# START OF Input for this task
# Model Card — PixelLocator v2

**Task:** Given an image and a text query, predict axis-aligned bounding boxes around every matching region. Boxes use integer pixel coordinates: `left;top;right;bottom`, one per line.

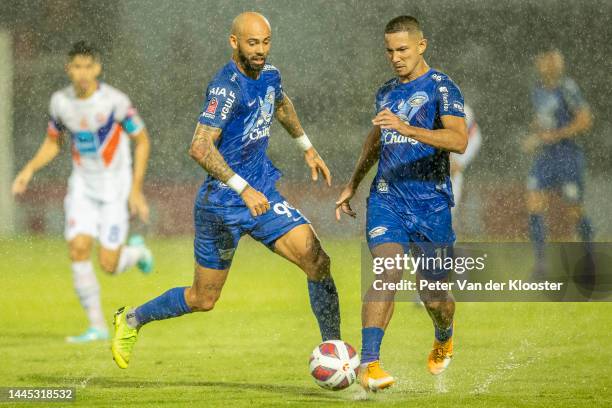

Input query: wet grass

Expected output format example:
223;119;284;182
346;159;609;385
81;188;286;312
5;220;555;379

0;238;612;407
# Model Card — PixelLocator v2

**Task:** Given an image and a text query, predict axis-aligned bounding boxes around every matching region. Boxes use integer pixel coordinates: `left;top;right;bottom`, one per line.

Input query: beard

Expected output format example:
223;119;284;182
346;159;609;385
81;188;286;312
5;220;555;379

238;49;266;73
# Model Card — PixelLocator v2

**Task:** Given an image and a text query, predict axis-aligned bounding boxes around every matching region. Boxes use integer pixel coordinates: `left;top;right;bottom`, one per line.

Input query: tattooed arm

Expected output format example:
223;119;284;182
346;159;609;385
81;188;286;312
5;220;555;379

189;123;270;217
274;94;331;187
189;123;236;183
274;94;304;139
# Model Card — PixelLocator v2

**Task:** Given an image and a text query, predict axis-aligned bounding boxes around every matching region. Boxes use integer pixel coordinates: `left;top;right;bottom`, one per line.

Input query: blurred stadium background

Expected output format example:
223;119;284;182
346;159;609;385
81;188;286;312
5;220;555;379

0;0;612;240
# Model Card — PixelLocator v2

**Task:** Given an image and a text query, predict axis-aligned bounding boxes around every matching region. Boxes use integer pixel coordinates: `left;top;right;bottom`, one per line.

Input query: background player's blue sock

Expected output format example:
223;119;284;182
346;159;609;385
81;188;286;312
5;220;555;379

529;214;546;267
127;287;191;327
434;323;453;343
576;216;593;242
308;276;340;341
361;327;385;364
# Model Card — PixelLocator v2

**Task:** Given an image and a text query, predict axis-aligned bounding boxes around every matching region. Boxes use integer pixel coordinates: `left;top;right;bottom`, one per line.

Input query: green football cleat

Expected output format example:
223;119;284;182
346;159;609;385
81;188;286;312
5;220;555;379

111;306;138;368
128;235;153;275
66;327;109;343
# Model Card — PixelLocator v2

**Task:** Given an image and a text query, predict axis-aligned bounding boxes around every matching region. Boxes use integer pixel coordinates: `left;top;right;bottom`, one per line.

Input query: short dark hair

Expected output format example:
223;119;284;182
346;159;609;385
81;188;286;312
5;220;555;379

68;41;99;60
385;16;423;34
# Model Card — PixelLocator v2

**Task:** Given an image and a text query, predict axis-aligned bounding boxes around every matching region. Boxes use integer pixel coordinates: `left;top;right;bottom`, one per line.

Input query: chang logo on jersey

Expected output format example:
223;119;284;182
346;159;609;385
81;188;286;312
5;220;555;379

382;129;419;145
242;86;275;141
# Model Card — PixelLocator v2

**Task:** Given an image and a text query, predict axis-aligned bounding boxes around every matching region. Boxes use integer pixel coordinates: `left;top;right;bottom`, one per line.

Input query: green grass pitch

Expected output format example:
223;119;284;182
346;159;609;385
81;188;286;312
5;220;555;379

0;238;612;408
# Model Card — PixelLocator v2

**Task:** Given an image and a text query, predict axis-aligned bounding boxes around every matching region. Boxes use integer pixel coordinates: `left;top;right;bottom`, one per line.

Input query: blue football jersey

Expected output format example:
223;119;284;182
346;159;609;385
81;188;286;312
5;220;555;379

371;69;465;210
198;60;284;206
532;77;588;150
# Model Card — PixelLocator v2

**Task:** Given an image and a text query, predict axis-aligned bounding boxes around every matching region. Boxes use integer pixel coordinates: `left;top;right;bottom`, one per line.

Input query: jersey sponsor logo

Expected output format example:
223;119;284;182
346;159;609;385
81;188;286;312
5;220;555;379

206;98;219;116
376;179;389;193
221;91;236;120
208;86;227;96
242;86;276;141
382;129;419;145
442;92;450;112
368;227;387;238
408;92;429;108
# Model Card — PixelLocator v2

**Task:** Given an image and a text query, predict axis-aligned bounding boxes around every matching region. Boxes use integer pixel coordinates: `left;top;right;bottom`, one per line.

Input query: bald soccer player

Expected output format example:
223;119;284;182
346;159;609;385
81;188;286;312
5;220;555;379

111;12;340;368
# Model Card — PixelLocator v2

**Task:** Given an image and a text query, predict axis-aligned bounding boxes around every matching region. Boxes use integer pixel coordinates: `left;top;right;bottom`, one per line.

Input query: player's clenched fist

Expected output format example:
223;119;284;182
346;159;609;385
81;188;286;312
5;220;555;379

12;167;34;195
240;186;270;217
336;186;357;221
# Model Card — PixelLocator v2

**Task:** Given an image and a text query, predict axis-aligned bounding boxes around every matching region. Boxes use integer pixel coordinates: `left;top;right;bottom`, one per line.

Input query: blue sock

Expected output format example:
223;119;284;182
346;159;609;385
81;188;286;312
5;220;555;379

529;214;546;263
361;327;385;364
434;323;453;343
308;276;340;341
128;287;191;327
576;216;593;242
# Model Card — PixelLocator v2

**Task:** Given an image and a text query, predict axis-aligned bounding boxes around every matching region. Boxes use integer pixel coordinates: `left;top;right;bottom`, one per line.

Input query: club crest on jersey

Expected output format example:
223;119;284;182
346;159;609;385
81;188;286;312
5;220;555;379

408;92;429;108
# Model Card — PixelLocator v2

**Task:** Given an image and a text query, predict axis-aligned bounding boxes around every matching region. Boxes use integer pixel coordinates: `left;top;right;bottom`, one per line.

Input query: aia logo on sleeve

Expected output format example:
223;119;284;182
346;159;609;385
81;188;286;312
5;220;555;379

206;98;219;115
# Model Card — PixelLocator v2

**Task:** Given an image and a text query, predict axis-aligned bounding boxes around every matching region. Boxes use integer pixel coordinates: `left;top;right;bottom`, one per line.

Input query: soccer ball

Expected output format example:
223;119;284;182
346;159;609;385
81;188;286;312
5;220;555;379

310;340;359;391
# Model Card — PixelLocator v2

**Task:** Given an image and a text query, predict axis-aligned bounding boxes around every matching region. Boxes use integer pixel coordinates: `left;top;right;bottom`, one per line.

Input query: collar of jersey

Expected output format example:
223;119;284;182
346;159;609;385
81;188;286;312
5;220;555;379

230;58;263;82
396;68;434;86
70;81;102;102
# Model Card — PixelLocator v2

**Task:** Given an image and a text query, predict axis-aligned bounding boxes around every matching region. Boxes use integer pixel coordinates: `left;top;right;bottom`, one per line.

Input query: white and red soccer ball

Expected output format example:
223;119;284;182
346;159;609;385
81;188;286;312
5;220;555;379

310;340;359;391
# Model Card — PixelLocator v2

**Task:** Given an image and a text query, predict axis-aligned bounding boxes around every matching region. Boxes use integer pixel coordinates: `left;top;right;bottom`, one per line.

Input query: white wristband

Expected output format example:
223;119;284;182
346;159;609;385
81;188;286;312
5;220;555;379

294;133;312;151
225;174;249;195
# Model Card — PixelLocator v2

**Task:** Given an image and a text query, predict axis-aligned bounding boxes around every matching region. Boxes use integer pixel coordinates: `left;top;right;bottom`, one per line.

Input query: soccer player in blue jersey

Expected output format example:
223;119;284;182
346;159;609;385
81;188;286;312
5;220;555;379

111;12;340;368
524;50;593;279
336;16;467;391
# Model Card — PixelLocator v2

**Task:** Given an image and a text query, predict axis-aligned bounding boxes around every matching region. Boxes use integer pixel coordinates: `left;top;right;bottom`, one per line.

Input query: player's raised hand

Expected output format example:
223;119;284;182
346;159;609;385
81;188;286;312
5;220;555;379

372;108;406;131
336;186;357;221
240;186;270;217
11;167;34;195
128;190;149;224
304;147;331;187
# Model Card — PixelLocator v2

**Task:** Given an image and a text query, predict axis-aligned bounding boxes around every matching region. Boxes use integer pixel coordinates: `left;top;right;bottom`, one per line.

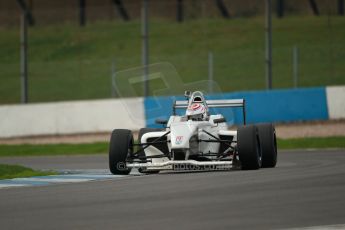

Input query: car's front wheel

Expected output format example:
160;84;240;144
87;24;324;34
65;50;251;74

109;129;133;175
237;125;262;170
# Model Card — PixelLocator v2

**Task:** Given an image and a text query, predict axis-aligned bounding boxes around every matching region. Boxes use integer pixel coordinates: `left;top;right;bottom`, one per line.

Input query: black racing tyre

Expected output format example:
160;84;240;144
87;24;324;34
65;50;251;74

109;129;133;175
138;128;165;174
237;125;262;170
256;124;277;168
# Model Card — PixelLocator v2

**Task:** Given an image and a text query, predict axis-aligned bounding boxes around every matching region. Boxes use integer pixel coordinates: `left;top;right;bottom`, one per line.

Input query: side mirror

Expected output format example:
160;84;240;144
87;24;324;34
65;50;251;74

155;119;168;125
213;117;226;124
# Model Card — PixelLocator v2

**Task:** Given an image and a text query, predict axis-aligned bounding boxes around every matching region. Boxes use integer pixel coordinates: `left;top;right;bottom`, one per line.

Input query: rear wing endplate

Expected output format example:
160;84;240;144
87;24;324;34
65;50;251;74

173;99;246;125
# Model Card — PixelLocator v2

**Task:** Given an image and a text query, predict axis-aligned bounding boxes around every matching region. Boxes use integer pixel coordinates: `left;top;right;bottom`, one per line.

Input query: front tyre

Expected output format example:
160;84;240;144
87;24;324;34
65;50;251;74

237;125;262;170
109;129;133;175
256;124;277;168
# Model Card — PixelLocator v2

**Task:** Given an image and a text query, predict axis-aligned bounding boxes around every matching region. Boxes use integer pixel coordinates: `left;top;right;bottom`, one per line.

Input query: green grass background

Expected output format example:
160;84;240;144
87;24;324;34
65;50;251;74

0;164;56;180
0;16;345;104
# END OF Input for this task
▸ Aim of the task: Show each line of the listing above that contains the word "football".

▸ Result below:
Input query: green football cleat
Input query: blue football jersey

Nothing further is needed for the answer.